#### Исходный текст ####

10) В общем, симиртон (смена тональностей) [simirton] у Генделева по всему пространству поэмы, от «всадников сократолицых» до «и выпей со мной сама». И симиртон разнообразен ритмически и звукописно: от каменно-стрингных бормотаний грегорианской латыни до шепелявых заклинаний халдейки-кликуши; от largo (ларго) многослоя мессы до топота – бредокаменныя – арабески – фрески – меловой известняк; от свиста высекающей изящное бедро праксителевого фавна флейты до басовобороды заросшего корнями из глыбы – плачущий в граните – Диониса.

11) Иерусалиская поэма Генделева – из-ра-эль-резец иерусалимского барокко заката второго тысячелетия христовой эры, в преддверьи арены – апокалипсиса безверия… церберы… охрана… храм в обесценениях…
Аналитически: поэма Генделева – образец современного иерусалимского барокко заката второго тысячелетия христовой эры. Это – вера в миссию третьего храма в эру научно-критического безверия. И страх за судьбу третьего храма (еще не созданного), и тревога за стабилити – за жизнь распятого и воскресшего в государственности еврейского народа – за будущее Израиля – последнего нашего пристанища. И синхронность государственного страха с индивидуальным, в сознании: иного выхода у нас нет, и уход в новый галут4 – это гибель стопроцентная великого народа; но — пронзителен – трепещет мыслящий тростник на такой неспокойной, почти эфемерной земле будущего храма:

… а надо бежать,
так надо ль решать – куда?
Куда евреи прошли и никто не пришел назад.
Даже если вернусь –
я не узнаю свой сад
в городе,
в который я не вернусь
никогда…

Моше Рабейну –
скажу я —
Моше Рабейну, а нам не пора ли домой?

Пора, пора, — заиндевели в гостях.

####

Что требуется:
1. Воспроизведите без изменений часть текста о поэме Генделева, которая начинается со слов, содержащих "Куда евреи прошли", и заканчивается словами "заиндевели в гостях.".
2. Какое слово в тексте о поэме Генделева обозначает смену тональностей?

#### Строки ####

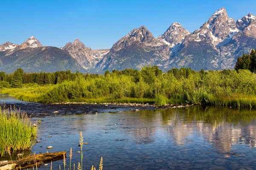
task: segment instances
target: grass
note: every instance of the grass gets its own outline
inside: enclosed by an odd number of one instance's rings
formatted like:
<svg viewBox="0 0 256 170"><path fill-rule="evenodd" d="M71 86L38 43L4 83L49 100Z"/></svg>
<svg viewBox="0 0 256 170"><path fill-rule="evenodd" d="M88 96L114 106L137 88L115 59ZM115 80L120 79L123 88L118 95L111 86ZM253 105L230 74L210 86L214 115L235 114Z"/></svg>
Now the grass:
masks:
<svg viewBox="0 0 256 170"><path fill-rule="evenodd" d="M231 96L213 97L209 103L211 105L224 107L256 108L256 96L236 94Z"/></svg>
<svg viewBox="0 0 256 170"><path fill-rule="evenodd" d="M28 84L20 88L4 88L1 94L9 94L19 100L31 102L41 102L42 96L50 91L55 85L39 86Z"/></svg>
<svg viewBox="0 0 256 170"><path fill-rule="evenodd" d="M24 113L15 108L0 107L0 156L30 150L35 144L37 129Z"/></svg>

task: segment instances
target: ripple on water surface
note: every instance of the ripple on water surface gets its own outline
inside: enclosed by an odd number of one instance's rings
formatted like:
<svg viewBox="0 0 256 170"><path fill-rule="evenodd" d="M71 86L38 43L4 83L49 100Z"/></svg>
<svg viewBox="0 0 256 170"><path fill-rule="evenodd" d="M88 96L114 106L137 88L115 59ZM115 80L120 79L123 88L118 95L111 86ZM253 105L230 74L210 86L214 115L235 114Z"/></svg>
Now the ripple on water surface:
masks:
<svg viewBox="0 0 256 170"><path fill-rule="evenodd" d="M33 105L43 104L28 105ZM34 107L23 109L31 112ZM50 111L55 107L50 105ZM67 112L76 109L61 107ZM254 169L256 118L254 110L202 107L47 116L40 118L41 142L32 152L68 151L72 147L72 161L77 163L82 131L84 142L89 143L83 148L87 169L93 164L98 167L101 156L107 170ZM54 162L53 169L59 164L62 161Z"/></svg>

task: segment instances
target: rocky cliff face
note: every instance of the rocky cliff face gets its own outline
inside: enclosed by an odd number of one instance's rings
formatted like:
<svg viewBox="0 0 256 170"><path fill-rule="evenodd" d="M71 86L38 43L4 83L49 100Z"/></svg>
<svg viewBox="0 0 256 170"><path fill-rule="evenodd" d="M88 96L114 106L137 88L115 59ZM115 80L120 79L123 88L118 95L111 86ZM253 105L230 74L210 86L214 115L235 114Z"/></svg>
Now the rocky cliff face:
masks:
<svg viewBox="0 0 256 170"><path fill-rule="evenodd" d="M56 64L57 70L76 68L94 73L140 69L148 65L157 65L164 71L183 67L197 70L233 69L239 56L256 48L256 16L249 14L235 22L221 8L192 33L173 23L155 38L142 26L131 30L110 50L92 50L76 40L59 51L42 47L32 36L20 45L9 42L0 45L0 68L9 71L24 65L43 70L41 65L47 66L46 62L50 62L61 63ZM67 65L67 61L71 64Z"/></svg>
<svg viewBox="0 0 256 170"><path fill-rule="evenodd" d="M157 39L168 45L170 48L182 42L185 37L191 34L179 23L173 23Z"/></svg>
<svg viewBox="0 0 256 170"><path fill-rule="evenodd" d="M256 17L249 13L248 15L243 17L241 20L237 20L236 23L236 27L240 30L243 30L255 19L256 19Z"/></svg>
<svg viewBox="0 0 256 170"><path fill-rule="evenodd" d="M78 39L73 42L67 43L61 49L68 51L71 56L86 69L93 68L102 58L100 55L96 55L90 48L86 47Z"/></svg>
<svg viewBox="0 0 256 170"><path fill-rule="evenodd" d="M169 58L168 45L155 39L145 26L134 28L116 42L96 65L98 70L139 69Z"/></svg>
<svg viewBox="0 0 256 170"><path fill-rule="evenodd" d="M183 67L197 70L233 69L239 56L256 48L254 35L256 32L251 28L253 27L254 18L249 14L239 20L242 21L239 29L238 22L236 24L229 18L226 9L221 8L200 29L185 37L163 69Z"/></svg>
<svg viewBox="0 0 256 170"><path fill-rule="evenodd" d="M35 37L32 36L25 41L22 44L20 44L20 45L15 48L15 50L20 50L28 48L35 48L42 47L43 45L41 44L39 41L35 38Z"/></svg>
<svg viewBox="0 0 256 170"><path fill-rule="evenodd" d="M7 42L0 45L0 51L5 51L7 50L12 50L16 48L18 44Z"/></svg>

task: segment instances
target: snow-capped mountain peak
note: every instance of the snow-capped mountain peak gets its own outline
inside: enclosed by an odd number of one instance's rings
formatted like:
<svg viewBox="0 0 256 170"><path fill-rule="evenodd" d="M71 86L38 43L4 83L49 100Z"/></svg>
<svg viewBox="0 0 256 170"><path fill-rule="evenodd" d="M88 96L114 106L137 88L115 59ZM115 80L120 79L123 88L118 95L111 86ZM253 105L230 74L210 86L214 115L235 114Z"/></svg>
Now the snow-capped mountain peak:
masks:
<svg viewBox="0 0 256 170"><path fill-rule="evenodd" d="M243 17L236 21L236 27L240 30L243 30L254 20L256 20L256 16L251 13Z"/></svg>
<svg viewBox="0 0 256 170"><path fill-rule="evenodd" d="M13 50L18 45L19 45L18 44L14 44L8 41L0 45L0 51Z"/></svg>
<svg viewBox="0 0 256 170"><path fill-rule="evenodd" d="M191 34L189 31L184 29L181 24L174 22L157 39L165 44L172 47L174 45L181 43L187 35Z"/></svg>
<svg viewBox="0 0 256 170"><path fill-rule="evenodd" d="M26 40L19 47L19 49L24 49L27 48L42 47L43 45L34 36L31 36Z"/></svg>

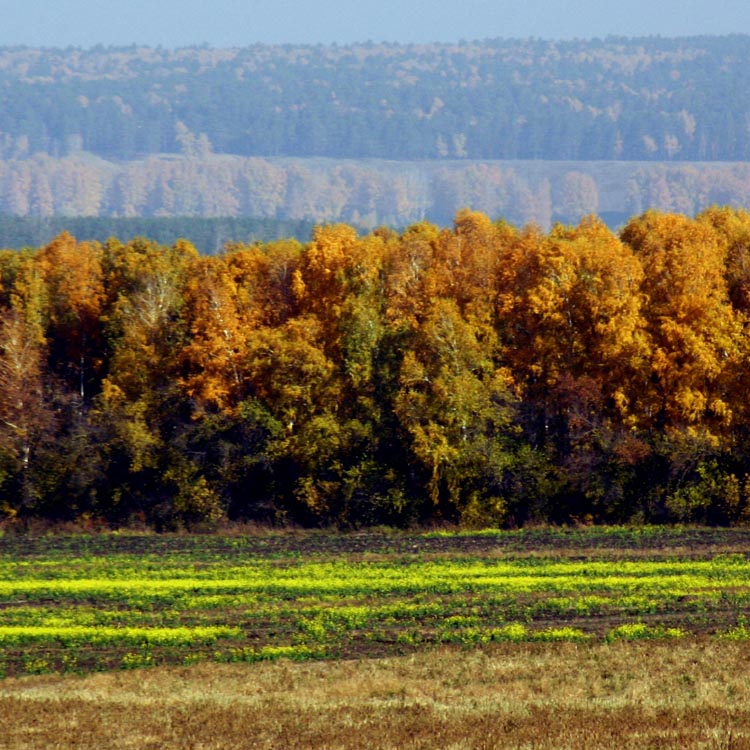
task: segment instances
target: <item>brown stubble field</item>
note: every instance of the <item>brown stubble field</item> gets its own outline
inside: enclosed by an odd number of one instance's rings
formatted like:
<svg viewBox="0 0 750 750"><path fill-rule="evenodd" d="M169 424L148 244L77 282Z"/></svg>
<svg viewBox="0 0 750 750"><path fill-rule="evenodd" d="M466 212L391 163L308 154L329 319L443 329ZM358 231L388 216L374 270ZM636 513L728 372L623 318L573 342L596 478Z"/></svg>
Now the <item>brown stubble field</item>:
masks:
<svg viewBox="0 0 750 750"><path fill-rule="evenodd" d="M2 750L750 748L747 642L498 644L0 684Z"/></svg>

####

Ответы по заданиям:
1.
Куда евреи прошли и никто не пришел назад.
Даже если вернусь –
я не узнаю свой сад
в городе,
в который я не вернусь
никогда…

Моше Рабейну –
скажу я —
Моше Рабейну, а нам не пора ли домой?

Пора, пора, — заиндевели в гостях.

2. Симиртон.